*** Source material ***
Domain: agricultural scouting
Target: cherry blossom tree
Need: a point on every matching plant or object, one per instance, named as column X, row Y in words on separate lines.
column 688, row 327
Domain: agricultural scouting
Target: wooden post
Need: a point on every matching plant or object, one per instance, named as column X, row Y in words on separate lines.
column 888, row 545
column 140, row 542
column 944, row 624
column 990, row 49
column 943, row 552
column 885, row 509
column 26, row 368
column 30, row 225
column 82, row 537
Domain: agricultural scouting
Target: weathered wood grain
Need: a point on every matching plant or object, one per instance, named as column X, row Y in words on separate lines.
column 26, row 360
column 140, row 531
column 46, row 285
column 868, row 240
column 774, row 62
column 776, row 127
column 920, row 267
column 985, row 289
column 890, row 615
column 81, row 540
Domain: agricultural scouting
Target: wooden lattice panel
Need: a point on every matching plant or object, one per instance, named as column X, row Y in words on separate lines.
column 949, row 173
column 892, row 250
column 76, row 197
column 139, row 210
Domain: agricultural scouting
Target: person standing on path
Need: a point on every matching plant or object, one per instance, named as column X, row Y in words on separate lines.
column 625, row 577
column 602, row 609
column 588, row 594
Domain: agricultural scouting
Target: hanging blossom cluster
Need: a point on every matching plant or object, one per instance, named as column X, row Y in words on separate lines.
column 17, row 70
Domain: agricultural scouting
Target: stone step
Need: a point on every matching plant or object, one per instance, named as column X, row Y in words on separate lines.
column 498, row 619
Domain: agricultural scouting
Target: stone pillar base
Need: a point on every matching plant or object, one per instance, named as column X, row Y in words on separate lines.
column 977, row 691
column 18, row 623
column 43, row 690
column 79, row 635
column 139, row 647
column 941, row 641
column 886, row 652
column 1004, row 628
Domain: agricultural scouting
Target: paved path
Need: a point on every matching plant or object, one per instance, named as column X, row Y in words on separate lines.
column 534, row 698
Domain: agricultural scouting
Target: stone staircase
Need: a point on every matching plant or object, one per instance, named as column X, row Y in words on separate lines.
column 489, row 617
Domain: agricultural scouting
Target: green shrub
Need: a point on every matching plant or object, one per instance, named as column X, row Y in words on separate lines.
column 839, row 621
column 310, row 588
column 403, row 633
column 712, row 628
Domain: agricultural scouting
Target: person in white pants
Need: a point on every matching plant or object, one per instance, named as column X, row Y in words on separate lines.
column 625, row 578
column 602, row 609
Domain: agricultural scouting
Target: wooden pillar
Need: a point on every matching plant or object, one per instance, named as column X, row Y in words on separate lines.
***
◆ Assigned task
Every line above is to be transcribed exactly, with nothing missed.

◆ Answer to this exercise
Domain: agricultural scouting
Target: cherry blossom tree
Need: a point on every matching plant or object, one per instance, named as column X, row Y in words on separate lines.
column 688, row 327
Domain: agricultural scouting
Target: wooden post
Need: a point on every matching plant or object, one per instance, named as column X, row Y in words on separate lines.
column 888, row 545
column 140, row 542
column 944, row 624
column 990, row 49
column 943, row 552
column 885, row 509
column 26, row 368
column 30, row 225
column 82, row 537
Domain: agricultural scouting
Target: weathered wood grain
Need: a point on every matching plant or object, one per instance, named as column X, row Y in words on separate lines.
column 26, row 360
column 140, row 531
column 46, row 285
column 868, row 240
column 774, row 62
column 776, row 127
column 920, row 267
column 985, row 289
column 890, row 615
column 81, row 540
Domain: agricultural scouting
Target: wooden lattice panel
Need: a point on every matching plant or object, one per instance, named as column X, row Y in words on separate lines.
column 949, row 173
column 892, row 250
column 76, row 197
column 139, row 210
Domain: agricultural scouting
Target: person standing on path
Need: a point on every matching plant or object, one per instance, named as column X, row Y in words on separate lines.
column 625, row 577
column 602, row 609
column 588, row 594
Domain: agricultural scouting
Target: hanging blossom cluster
Need: a point on every matching plant or object, one per instance, named as column X, row Y in words on separate lines.
column 17, row 70
Domain: agricultural scouting
Target: stone step
Need: a point on every matching plant or object, one per instance, named as column X, row Y in words on separate lines.
column 498, row 619
Domain: agricultural scouting
Target: stone pillar base
Need: a point on every matching plant or object, one per instance, named as column X, row Y in words on separate lines.
column 977, row 691
column 18, row 623
column 43, row 690
column 79, row 635
column 139, row 647
column 941, row 641
column 886, row 652
column 1004, row 628
Domain: agricultural scouting
Target: paved path
Need: a point on every matching plant or object, one per instance, named as column X, row Y in words on separate lines.
column 534, row 698
Domain: agricultural scouting
Target: stone staircase
Need: a point on every matching plant or object, one per instance, named as column X, row Y in words on separate lines.
column 489, row 617
Domain: agricultural scouting
Target: green shrub
Need: a point on every matching plant or object, one per instance, named as column X, row Y in words on separate lines.
column 839, row 621
column 310, row 588
column 403, row 633
column 712, row 628
Domain: agricultural scouting
Target: person in white pants
Need: a point on every matching plant or object, one per instance, named as column X, row Y in words on separate lines.
column 625, row 578
column 602, row 609
Domain: agricultural scouting
Target: wooden pillar
Need: a point on every matching plant or object, one per instance, named as column X, row Y in words on separate lines.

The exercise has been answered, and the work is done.